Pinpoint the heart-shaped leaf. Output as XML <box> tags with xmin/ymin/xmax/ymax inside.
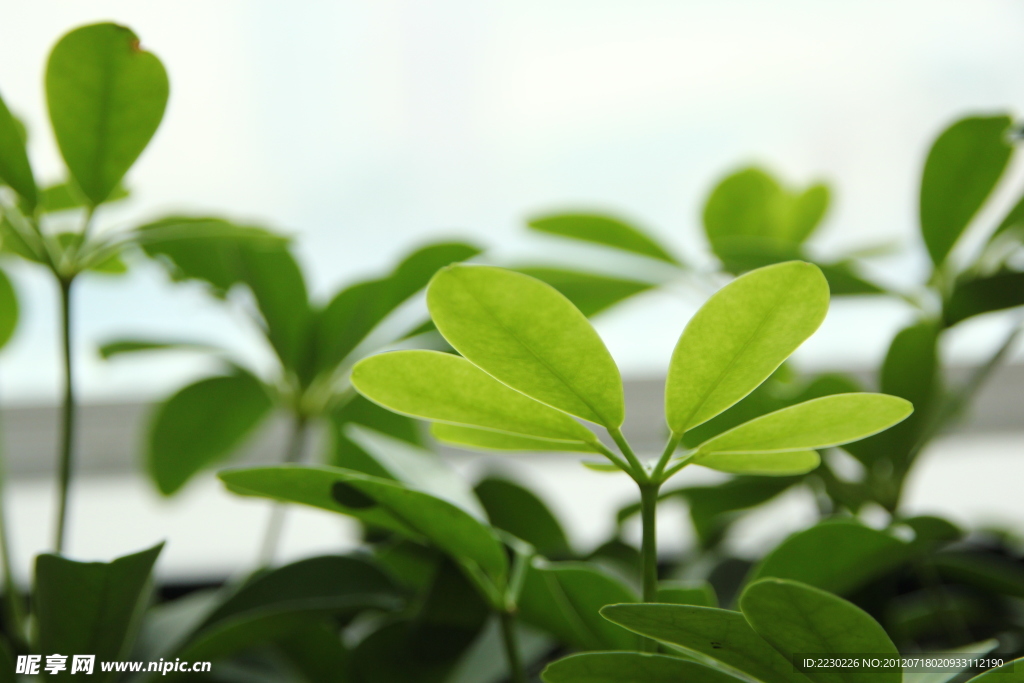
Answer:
<box><xmin>739</xmin><ymin>579</ymin><xmax>903</xmax><ymax>683</ymax></box>
<box><xmin>46</xmin><ymin>24</ymin><xmax>169</xmax><ymax>206</ymax></box>
<box><xmin>352</xmin><ymin>350</ymin><xmax>597</xmax><ymax>442</ymax></box>
<box><xmin>665</xmin><ymin>261</ymin><xmax>828</xmax><ymax>435</ymax></box>
<box><xmin>427</xmin><ymin>265</ymin><xmax>626</xmax><ymax>429</ymax></box>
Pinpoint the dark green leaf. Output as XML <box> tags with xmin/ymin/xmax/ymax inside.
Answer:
<box><xmin>46</xmin><ymin>24</ymin><xmax>169</xmax><ymax>206</ymax></box>
<box><xmin>519</xmin><ymin>559</ymin><xmax>638</xmax><ymax>650</ymax></box>
<box><xmin>920</xmin><ymin>116</ymin><xmax>1013</xmax><ymax>265</ymax></box>
<box><xmin>541</xmin><ymin>652</ymin><xmax>739</xmax><ymax>683</ymax></box>
<box><xmin>33</xmin><ymin>544</ymin><xmax>163</xmax><ymax>681</ymax></box>
<box><xmin>427</xmin><ymin>265</ymin><xmax>626</xmax><ymax>429</ymax></box>
<box><xmin>526</xmin><ymin>213</ymin><xmax>679</xmax><ymax>265</ymax></box>
<box><xmin>516</xmin><ymin>266</ymin><xmax>654</xmax><ymax>317</ymax></box>
<box><xmin>474</xmin><ymin>476</ymin><xmax>572</xmax><ymax>559</ymax></box>
<box><xmin>352</xmin><ymin>351</ymin><xmax>597</xmax><ymax>442</ymax></box>
<box><xmin>146</xmin><ymin>373</ymin><xmax>272</xmax><ymax>496</ymax></box>
<box><xmin>750</xmin><ymin>520</ymin><xmax>911</xmax><ymax>595</ymax></box>
<box><xmin>0</xmin><ymin>88</ymin><xmax>37</xmax><ymax>206</ymax></box>
<box><xmin>0</xmin><ymin>270</ymin><xmax>18</xmax><ymax>348</ymax></box>
<box><xmin>942</xmin><ymin>270</ymin><xmax>1024</xmax><ymax>327</ymax></box>
<box><xmin>601</xmin><ymin>604</ymin><xmax>807</xmax><ymax>683</ymax></box>
<box><xmin>739</xmin><ymin>579</ymin><xmax>902</xmax><ymax>683</ymax></box>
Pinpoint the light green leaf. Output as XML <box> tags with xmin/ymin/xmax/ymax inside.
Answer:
<box><xmin>0</xmin><ymin>270</ymin><xmax>18</xmax><ymax>348</ymax></box>
<box><xmin>0</xmin><ymin>88</ymin><xmax>38</xmax><ymax>206</ymax></box>
<box><xmin>693</xmin><ymin>451</ymin><xmax>821</xmax><ymax>476</ymax></box>
<box><xmin>352</xmin><ymin>350</ymin><xmax>597</xmax><ymax>442</ymax></box>
<box><xmin>33</xmin><ymin>544</ymin><xmax>164</xmax><ymax>681</ymax></box>
<box><xmin>46</xmin><ymin>24</ymin><xmax>169</xmax><ymax>206</ymax></box>
<box><xmin>739</xmin><ymin>579</ymin><xmax>902</xmax><ymax>683</ymax></box>
<box><xmin>601</xmin><ymin>604</ymin><xmax>807</xmax><ymax>683</ymax></box>
<box><xmin>430</xmin><ymin>422</ymin><xmax>598</xmax><ymax>454</ymax></box>
<box><xmin>693</xmin><ymin>393</ymin><xmax>913</xmax><ymax>456</ymax></box>
<box><xmin>218</xmin><ymin>466</ymin><xmax>508</xmax><ymax>586</ymax></box>
<box><xmin>427</xmin><ymin>265</ymin><xmax>626</xmax><ymax>429</ymax></box>
<box><xmin>665</xmin><ymin>261</ymin><xmax>828</xmax><ymax>434</ymax></box>
<box><xmin>526</xmin><ymin>213</ymin><xmax>679</xmax><ymax>265</ymax></box>
<box><xmin>541</xmin><ymin>652</ymin><xmax>739</xmax><ymax>683</ymax></box>
<box><xmin>920</xmin><ymin>116</ymin><xmax>1013</xmax><ymax>265</ymax></box>
<box><xmin>146</xmin><ymin>373</ymin><xmax>272</xmax><ymax>496</ymax></box>
<box><xmin>749</xmin><ymin>520</ymin><xmax>911</xmax><ymax>595</ymax></box>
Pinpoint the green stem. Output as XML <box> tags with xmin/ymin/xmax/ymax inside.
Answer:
<box><xmin>501</xmin><ymin>611</ymin><xmax>526</xmax><ymax>683</ymax></box>
<box><xmin>53</xmin><ymin>278</ymin><xmax>75</xmax><ymax>553</ymax></box>
<box><xmin>259</xmin><ymin>415</ymin><xmax>309</xmax><ymax>567</ymax></box>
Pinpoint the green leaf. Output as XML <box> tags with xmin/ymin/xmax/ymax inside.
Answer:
<box><xmin>518</xmin><ymin>559</ymin><xmax>638</xmax><ymax>650</ymax></box>
<box><xmin>138</xmin><ymin>216</ymin><xmax>310</xmax><ymax>369</ymax></box>
<box><xmin>427</xmin><ymin>266</ymin><xmax>626</xmax><ymax>429</ymax></box>
<box><xmin>693</xmin><ymin>393</ymin><xmax>913</xmax><ymax>456</ymax></box>
<box><xmin>352</xmin><ymin>350</ymin><xmax>597</xmax><ymax>442</ymax></box>
<box><xmin>541</xmin><ymin>652</ymin><xmax>739</xmax><ymax>683</ymax></box>
<box><xmin>749</xmin><ymin>519</ymin><xmax>911</xmax><ymax>595</ymax></box>
<box><xmin>0</xmin><ymin>88</ymin><xmax>38</xmax><ymax>205</ymax></box>
<box><xmin>526</xmin><ymin>213</ymin><xmax>679</xmax><ymax>265</ymax></box>
<box><xmin>430</xmin><ymin>422</ymin><xmax>593</xmax><ymax>454</ymax></box>
<box><xmin>98</xmin><ymin>339</ymin><xmax>220</xmax><ymax>360</ymax></box>
<box><xmin>0</xmin><ymin>269</ymin><xmax>18</xmax><ymax>348</ymax></box>
<box><xmin>33</xmin><ymin>544</ymin><xmax>163</xmax><ymax>680</ymax></box>
<box><xmin>601</xmin><ymin>604</ymin><xmax>807</xmax><ymax>683</ymax></box>
<box><xmin>942</xmin><ymin>269</ymin><xmax>1024</xmax><ymax>328</ymax></box>
<box><xmin>665</xmin><ymin>261</ymin><xmax>828</xmax><ymax>435</ymax></box>
<box><xmin>177</xmin><ymin>556</ymin><xmax>404</xmax><ymax>660</ymax></box>
<box><xmin>656</xmin><ymin>581</ymin><xmax>718</xmax><ymax>607</ymax></box>
<box><xmin>739</xmin><ymin>579</ymin><xmax>902</xmax><ymax>683</ymax></box>
<box><xmin>316</xmin><ymin>242</ymin><xmax>480</xmax><ymax>371</ymax></box>
<box><xmin>474</xmin><ymin>476</ymin><xmax>572</xmax><ymax>559</ymax></box>
<box><xmin>146</xmin><ymin>373</ymin><xmax>272</xmax><ymax>496</ymax></box>
<box><xmin>46</xmin><ymin>24</ymin><xmax>169</xmax><ymax>206</ymax></box>
<box><xmin>218</xmin><ymin>466</ymin><xmax>508</xmax><ymax>586</ymax></box>
<box><xmin>516</xmin><ymin>266</ymin><xmax>654</xmax><ymax>317</ymax></box>
<box><xmin>920</xmin><ymin>116</ymin><xmax>1013</xmax><ymax>266</ymax></box>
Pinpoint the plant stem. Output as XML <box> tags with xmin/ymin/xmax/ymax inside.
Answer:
<box><xmin>53</xmin><ymin>276</ymin><xmax>75</xmax><ymax>553</ymax></box>
<box><xmin>500</xmin><ymin>611</ymin><xmax>526</xmax><ymax>683</ymax></box>
<box><xmin>259</xmin><ymin>415</ymin><xmax>308</xmax><ymax>567</ymax></box>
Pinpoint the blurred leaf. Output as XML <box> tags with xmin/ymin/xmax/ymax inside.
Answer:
<box><xmin>601</xmin><ymin>604</ymin><xmax>807</xmax><ymax>683</ymax></box>
<box><xmin>749</xmin><ymin>519</ymin><xmax>911</xmax><ymax>593</ymax></box>
<box><xmin>655</xmin><ymin>581</ymin><xmax>718</xmax><ymax>607</ymax></box>
<box><xmin>352</xmin><ymin>351</ymin><xmax>596</xmax><ymax>442</ymax></box>
<box><xmin>0</xmin><ymin>89</ymin><xmax>37</xmax><ymax>205</ymax></box>
<box><xmin>427</xmin><ymin>265</ymin><xmax>626</xmax><ymax>428</ymax></box>
<box><xmin>693</xmin><ymin>393</ymin><xmax>913</xmax><ymax>456</ymax></box>
<box><xmin>146</xmin><ymin>372</ymin><xmax>272</xmax><ymax>496</ymax></box>
<box><xmin>177</xmin><ymin>555</ymin><xmax>403</xmax><ymax>659</ymax></box>
<box><xmin>665</xmin><ymin>261</ymin><xmax>828</xmax><ymax>435</ymax></box>
<box><xmin>921</xmin><ymin>116</ymin><xmax>1013</xmax><ymax>266</ymax></box>
<box><xmin>739</xmin><ymin>579</ymin><xmax>902</xmax><ymax>683</ymax></box>
<box><xmin>526</xmin><ymin>213</ymin><xmax>679</xmax><ymax>265</ymax></box>
<box><xmin>519</xmin><ymin>560</ymin><xmax>638</xmax><ymax>650</ymax></box>
<box><xmin>541</xmin><ymin>652</ymin><xmax>739</xmax><ymax>683</ymax></box>
<box><xmin>218</xmin><ymin>466</ymin><xmax>508</xmax><ymax>586</ymax></box>
<box><xmin>138</xmin><ymin>217</ymin><xmax>310</xmax><ymax>369</ymax></box>
<box><xmin>474</xmin><ymin>476</ymin><xmax>572</xmax><ymax>559</ymax></box>
<box><xmin>516</xmin><ymin>266</ymin><xmax>654</xmax><ymax>317</ymax></box>
<box><xmin>0</xmin><ymin>269</ymin><xmax>18</xmax><ymax>348</ymax></box>
<box><xmin>46</xmin><ymin>24</ymin><xmax>169</xmax><ymax>206</ymax></box>
<box><xmin>942</xmin><ymin>270</ymin><xmax>1024</xmax><ymax>328</ymax></box>
<box><xmin>316</xmin><ymin>242</ymin><xmax>480</xmax><ymax>372</ymax></box>
<box><xmin>430</xmin><ymin>422</ymin><xmax>598</xmax><ymax>454</ymax></box>
<box><xmin>98</xmin><ymin>339</ymin><xmax>220</xmax><ymax>360</ymax></box>
<box><xmin>33</xmin><ymin>544</ymin><xmax>164</xmax><ymax>681</ymax></box>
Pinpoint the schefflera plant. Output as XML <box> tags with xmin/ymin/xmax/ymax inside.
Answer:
<box><xmin>352</xmin><ymin>261</ymin><xmax>912</xmax><ymax>602</ymax></box>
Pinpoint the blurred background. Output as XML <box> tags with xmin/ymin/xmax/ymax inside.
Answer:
<box><xmin>0</xmin><ymin>0</ymin><xmax>1024</xmax><ymax>578</ymax></box>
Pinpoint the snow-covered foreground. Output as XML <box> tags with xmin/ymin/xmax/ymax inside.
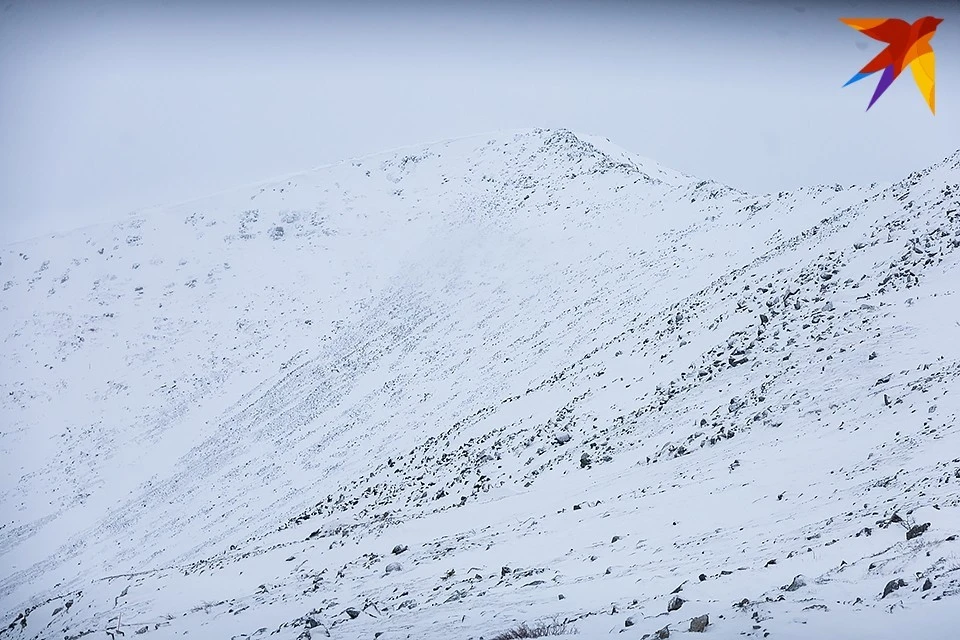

Goal: Copy out, in full, every line above that contains the word "tags".

Output of the exercise:
Pinpoint the heart-shaped leaf. Output as XML <box> tags with xmin/ymin/xmax/ymax inside.
Pinpoint the dark green leaf. Output as XML <box> tags with xmin/ymin/xmax/ymax inside.
Pinpoint the light green leaf. Output as XML <box> tags with xmin/ymin/xmax/ymax inside.
Pinpoint the green stem. Output as XML <box> tags with xmin/ymin/xmax/ymax inside.
Pinpoint the green leaf. Output as XML <box> tags with xmin/ymin/xmax/ymax inside.
Pinpoint the plant stem. Output as XML <box> tags with xmin/ymin/xmax/ymax inside.
Pinpoint the blurred leaf. Output as XML <box> tags with xmin/ymin/xmax/ymax inside.
Pinpoint the schefflera plant. Output as XML <box> tags with xmin/ymin/xmax/ymax inside.
Pinpoint the blurred background. Output as XML <box> tags with xmin/ymin/xmax/ymax inside.
Pinpoint the snow-covered foreground. Output as XML <box> tags with xmin/ymin/xmax/ymax inside.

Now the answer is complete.